> **Direction**: Copy the stretch from the line containing "In the photograph shown here, where does the stamen" through the line containing "top-left (330, 381), bottom-right (347, 406)", swapping "stamen" for "anther" and changing nothing else.

◆ ◆ ◆ ◆

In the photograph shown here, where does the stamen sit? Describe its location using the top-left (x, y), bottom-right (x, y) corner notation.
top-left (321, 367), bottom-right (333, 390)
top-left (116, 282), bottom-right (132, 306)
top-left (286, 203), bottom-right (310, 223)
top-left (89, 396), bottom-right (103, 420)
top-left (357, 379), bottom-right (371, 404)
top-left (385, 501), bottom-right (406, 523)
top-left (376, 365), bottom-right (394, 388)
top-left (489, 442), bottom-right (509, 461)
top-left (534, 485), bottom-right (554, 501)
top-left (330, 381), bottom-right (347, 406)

◆ ◆ ◆ ◆

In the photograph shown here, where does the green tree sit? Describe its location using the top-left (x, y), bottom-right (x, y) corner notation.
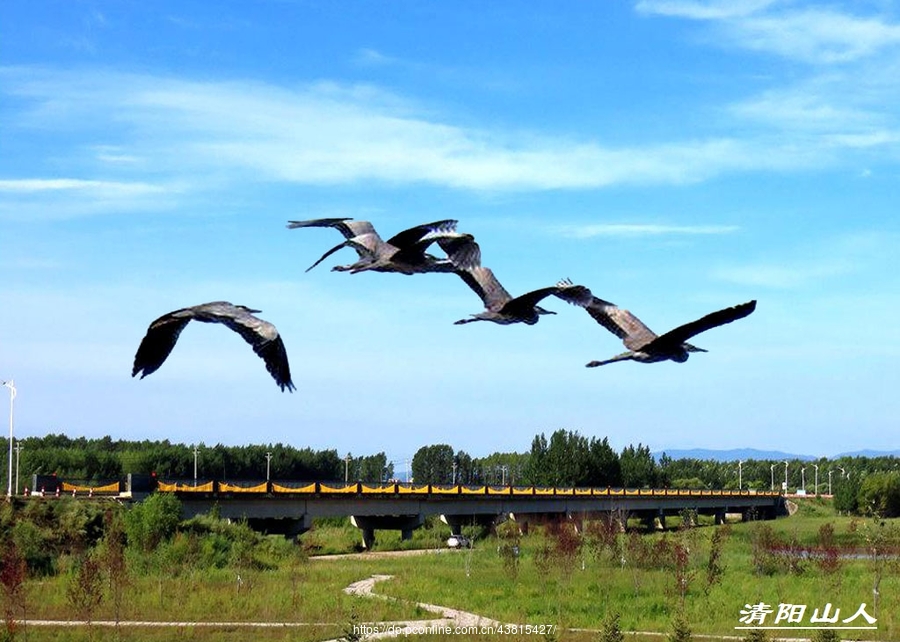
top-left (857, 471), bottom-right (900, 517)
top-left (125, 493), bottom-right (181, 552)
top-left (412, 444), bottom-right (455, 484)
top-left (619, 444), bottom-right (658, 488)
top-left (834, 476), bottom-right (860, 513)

◆ ◆ ◆ ◆

> **Full output**:
In the photograph shown here, where does the anther sit? Describe its location using the top-left (x, y), bottom-right (x, y) corner notation.
top-left (321, 367), bottom-right (333, 390)
top-left (116, 282), bottom-right (132, 306)
top-left (286, 203), bottom-right (310, 223)
top-left (89, 396), bottom-right (103, 420)
top-left (357, 379), bottom-right (371, 404)
top-left (385, 501), bottom-right (406, 523)
top-left (376, 365), bottom-right (394, 388)
top-left (489, 442), bottom-right (509, 461)
top-left (534, 485), bottom-right (554, 501)
top-left (330, 381), bottom-right (347, 406)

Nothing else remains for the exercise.